→ Exercise brief
The lines to be copied run from the one containing "Where can the wheel" to the end of the material below; reproduce them exactly, including both ends, and nothing more.

→ Material shown
##############################

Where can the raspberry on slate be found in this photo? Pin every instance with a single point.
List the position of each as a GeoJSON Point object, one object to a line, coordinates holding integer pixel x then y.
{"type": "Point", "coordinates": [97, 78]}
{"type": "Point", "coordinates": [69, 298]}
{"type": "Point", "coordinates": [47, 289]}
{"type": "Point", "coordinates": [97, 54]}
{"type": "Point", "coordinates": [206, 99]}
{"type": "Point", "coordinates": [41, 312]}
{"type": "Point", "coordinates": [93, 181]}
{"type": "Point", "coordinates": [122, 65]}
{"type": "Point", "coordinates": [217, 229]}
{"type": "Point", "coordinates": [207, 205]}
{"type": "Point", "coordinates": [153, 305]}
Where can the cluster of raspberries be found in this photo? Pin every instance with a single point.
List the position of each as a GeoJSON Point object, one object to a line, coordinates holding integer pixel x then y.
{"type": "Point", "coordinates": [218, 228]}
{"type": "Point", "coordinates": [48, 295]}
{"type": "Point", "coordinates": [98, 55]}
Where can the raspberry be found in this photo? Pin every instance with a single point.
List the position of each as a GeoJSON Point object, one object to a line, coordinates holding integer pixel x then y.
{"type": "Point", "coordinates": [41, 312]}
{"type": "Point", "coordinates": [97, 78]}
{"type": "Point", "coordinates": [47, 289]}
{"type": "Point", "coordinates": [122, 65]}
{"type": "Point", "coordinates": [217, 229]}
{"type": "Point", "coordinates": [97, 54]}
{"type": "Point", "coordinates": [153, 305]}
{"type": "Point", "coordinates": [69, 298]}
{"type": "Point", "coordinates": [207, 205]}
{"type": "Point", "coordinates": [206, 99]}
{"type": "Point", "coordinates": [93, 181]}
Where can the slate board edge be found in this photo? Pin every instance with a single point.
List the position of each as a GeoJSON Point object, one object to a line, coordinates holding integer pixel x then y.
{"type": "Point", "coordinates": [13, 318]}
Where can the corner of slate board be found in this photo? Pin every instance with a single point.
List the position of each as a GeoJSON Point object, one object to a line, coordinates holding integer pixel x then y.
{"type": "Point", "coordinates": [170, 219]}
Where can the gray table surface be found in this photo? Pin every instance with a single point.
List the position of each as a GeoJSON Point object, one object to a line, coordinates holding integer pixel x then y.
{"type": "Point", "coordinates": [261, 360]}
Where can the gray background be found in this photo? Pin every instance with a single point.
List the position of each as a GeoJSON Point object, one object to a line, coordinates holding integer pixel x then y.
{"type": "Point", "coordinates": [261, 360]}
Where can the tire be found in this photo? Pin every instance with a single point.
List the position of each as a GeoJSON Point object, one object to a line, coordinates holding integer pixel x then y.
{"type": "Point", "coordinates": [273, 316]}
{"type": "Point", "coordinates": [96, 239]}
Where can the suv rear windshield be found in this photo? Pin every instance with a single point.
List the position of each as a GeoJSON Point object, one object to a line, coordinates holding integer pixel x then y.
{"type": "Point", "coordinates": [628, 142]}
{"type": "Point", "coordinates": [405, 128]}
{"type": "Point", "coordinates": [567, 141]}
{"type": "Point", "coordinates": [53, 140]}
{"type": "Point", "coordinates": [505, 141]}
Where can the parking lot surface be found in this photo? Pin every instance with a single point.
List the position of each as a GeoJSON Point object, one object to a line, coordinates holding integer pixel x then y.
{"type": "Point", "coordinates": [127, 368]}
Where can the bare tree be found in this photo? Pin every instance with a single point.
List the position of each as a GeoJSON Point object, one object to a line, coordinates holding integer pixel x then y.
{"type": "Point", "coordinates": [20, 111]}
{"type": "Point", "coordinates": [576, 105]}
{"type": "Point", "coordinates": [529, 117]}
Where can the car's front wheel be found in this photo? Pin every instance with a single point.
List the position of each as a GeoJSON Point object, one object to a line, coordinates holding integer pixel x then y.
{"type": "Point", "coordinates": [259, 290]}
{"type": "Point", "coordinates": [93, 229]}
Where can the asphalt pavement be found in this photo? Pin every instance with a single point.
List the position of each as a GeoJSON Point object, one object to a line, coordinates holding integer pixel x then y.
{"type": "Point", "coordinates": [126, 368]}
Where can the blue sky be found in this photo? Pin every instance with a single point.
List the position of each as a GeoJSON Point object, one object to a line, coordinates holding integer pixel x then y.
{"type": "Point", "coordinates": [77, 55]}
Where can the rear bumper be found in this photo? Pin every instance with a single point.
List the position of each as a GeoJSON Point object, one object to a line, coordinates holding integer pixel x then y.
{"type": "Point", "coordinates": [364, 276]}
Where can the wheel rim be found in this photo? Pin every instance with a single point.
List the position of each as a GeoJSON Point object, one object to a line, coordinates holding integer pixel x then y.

##############################

→ Answer area
Where can the wheel rim be found in this photo? Pin every instance with a single point.
List the position of each as a GeoJSON Point object, one object to a line, coordinates holding integer pixel x then y.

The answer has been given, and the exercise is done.